Go through the entries below and print each one exactly, leaving out pictures.

╭──

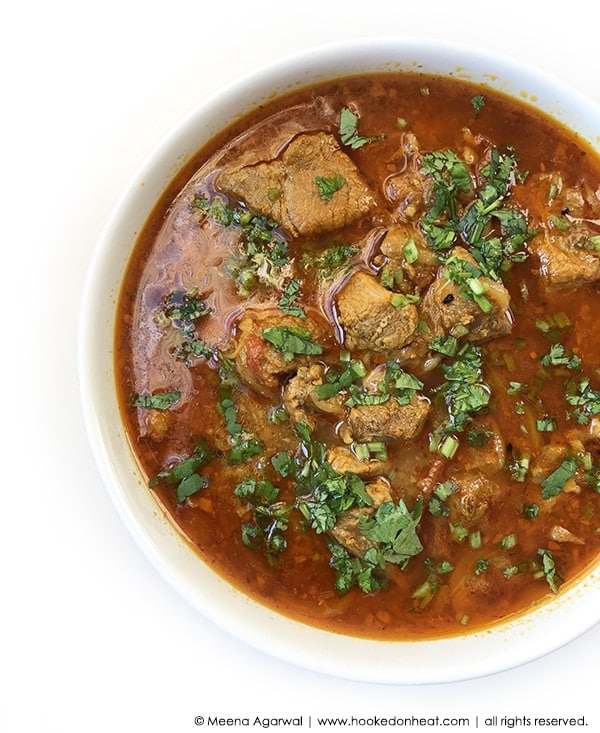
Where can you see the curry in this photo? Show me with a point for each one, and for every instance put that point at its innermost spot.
(357, 355)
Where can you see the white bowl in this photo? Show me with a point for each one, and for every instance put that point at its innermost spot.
(499, 648)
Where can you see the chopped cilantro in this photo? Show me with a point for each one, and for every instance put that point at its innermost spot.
(330, 259)
(270, 516)
(291, 340)
(262, 249)
(549, 569)
(553, 484)
(157, 401)
(288, 299)
(478, 103)
(559, 355)
(463, 389)
(348, 130)
(478, 437)
(244, 446)
(338, 381)
(394, 527)
(481, 565)
(365, 572)
(531, 511)
(584, 398)
(181, 310)
(183, 474)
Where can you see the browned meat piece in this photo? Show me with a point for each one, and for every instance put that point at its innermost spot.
(259, 364)
(300, 399)
(343, 460)
(449, 311)
(286, 189)
(346, 530)
(368, 318)
(474, 496)
(389, 420)
(407, 192)
(570, 257)
(545, 193)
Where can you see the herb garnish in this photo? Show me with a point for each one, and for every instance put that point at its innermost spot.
(348, 130)
(549, 570)
(184, 474)
(262, 250)
(270, 516)
(291, 340)
(557, 480)
(394, 528)
(182, 309)
(287, 302)
(327, 186)
(157, 401)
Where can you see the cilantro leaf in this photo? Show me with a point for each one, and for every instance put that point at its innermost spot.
(549, 569)
(350, 571)
(184, 473)
(559, 355)
(157, 401)
(394, 527)
(348, 130)
(291, 340)
(553, 484)
(287, 302)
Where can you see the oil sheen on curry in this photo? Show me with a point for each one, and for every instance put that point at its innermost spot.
(358, 356)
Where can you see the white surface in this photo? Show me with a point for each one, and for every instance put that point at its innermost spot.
(91, 637)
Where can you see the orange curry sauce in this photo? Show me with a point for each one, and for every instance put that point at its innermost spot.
(507, 489)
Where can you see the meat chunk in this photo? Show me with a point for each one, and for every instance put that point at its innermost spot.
(302, 402)
(449, 309)
(369, 319)
(346, 530)
(475, 493)
(569, 258)
(389, 420)
(287, 191)
(259, 363)
(343, 460)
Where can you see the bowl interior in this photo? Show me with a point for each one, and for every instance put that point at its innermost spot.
(499, 648)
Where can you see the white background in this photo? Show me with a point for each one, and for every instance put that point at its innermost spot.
(91, 637)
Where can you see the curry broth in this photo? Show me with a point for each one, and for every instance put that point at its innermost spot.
(460, 580)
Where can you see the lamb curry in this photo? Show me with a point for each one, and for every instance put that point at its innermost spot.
(357, 355)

╰──

Response below:
Where can you see the curry in this photo? Show me with a point for each one, and for every instance put that point at its innermost spot.
(357, 355)
Where can you see the white bowl in this photo? Show me with a point for each one, and for every instance put that point at its innermost spot.
(499, 648)
Where can you see the chopped cilantro in this photo? Show me with a point for each one, and for every instance put that point at its innermost spot.
(330, 259)
(270, 516)
(291, 340)
(262, 249)
(549, 569)
(553, 484)
(157, 401)
(288, 299)
(478, 103)
(559, 355)
(463, 389)
(348, 130)
(478, 437)
(244, 446)
(338, 381)
(394, 527)
(481, 565)
(365, 572)
(531, 511)
(584, 398)
(181, 310)
(183, 474)
Where can you see the browned meat piece in this photo? Show me with a point for each one, and for every instance put that point at its innermost spot.
(259, 364)
(300, 399)
(343, 460)
(449, 311)
(286, 189)
(346, 530)
(368, 318)
(474, 496)
(389, 420)
(407, 192)
(570, 257)
(545, 193)
Where can you see the herb garnish in this photo? Show me with a point for each one, and for every instance put that point at its innermost spot.
(348, 130)
(549, 570)
(184, 474)
(262, 250)
(270, 516)
(291, 340)
(557, 480)
(394, 528)
(182, 309)
(287, 302)
(327, 186)
(157, 401)
Where can you see the cilantro leaf in this photo? Show me with a point for each one, and for every instance put that point at its innermost spot.
(549, 569)
(350, 571)
(184, 473)
(559, 355)
(157, 401)
(394, 527)
(348, 130)
(291, 340)
(553, 484)
(287, 302)
Where can you see the oil sheen on curry in this photo? Show me with a point for each one, and for every instance put that point at its innermost spot.
(358, 356)
Where can you see the white surface in this photo? Show me with a point for each one, and for every instance put that point at its innermost spot.
(91, 637)
Where can you see the orange curry sauce in this photo? Show me with a point for each one, and for every instance put that point at its innermost spot.
(507, 489)
Where can you see the meat chunk in this photo? Show me with a point for each one, and for every instance put that point at its innermost spot.
(302, 402)
(449, 309)
(369, 319)
(346, 530)
(475, 493)
(569, 258)
(389, 420)
(287, 191)
(259, 363)
(343, 460)
Where can you see the bowl interior in this photo? Show me with a point for each one, and for every instance put that point at its innermost spot.
(499, 648)
Where can you see the white background in this photo? Show me with a point for each one, and for every instance put that point at its innermost spot.
(91, 637)
Where can you see the curry broth in this photo? Show me with a point for each one, and for every instance put that point at its innermost spot.
(460, 580)
Where can you see the lamb curry in this photo? Show me with a point for each one, and for every instance put that point at its innermost spot.
(357, 355)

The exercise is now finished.